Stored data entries
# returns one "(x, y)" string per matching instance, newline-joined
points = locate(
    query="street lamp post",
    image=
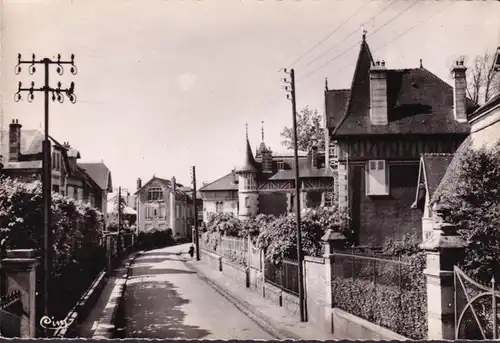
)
(57, 94)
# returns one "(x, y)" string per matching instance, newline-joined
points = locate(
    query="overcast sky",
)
(166, 84)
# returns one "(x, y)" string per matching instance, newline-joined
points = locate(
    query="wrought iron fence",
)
(284, 275)
(477, 308)
(386, 291)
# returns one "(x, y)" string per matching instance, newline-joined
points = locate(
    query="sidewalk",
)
(274, 319)
(88, 327)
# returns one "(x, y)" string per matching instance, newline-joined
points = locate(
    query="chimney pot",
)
(459, 92)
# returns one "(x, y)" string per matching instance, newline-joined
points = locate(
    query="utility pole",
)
(57, 94)
(196, 233)
(120, 219)
(291, 96)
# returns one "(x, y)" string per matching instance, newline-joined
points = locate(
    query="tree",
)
(474, 207)
(309, 131)
(483, 81)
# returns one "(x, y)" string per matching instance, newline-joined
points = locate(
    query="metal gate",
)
(476, 308)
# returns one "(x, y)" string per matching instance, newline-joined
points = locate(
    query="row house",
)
(162, 205)
(379, 128)
(22, 158)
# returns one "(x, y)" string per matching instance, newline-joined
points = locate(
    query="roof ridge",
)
(437, 154)
(356, 71)
(220, 178)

Exercise details: Go through the lines above and count those with the string "query". Reply with the count and nothing more.

Response: 10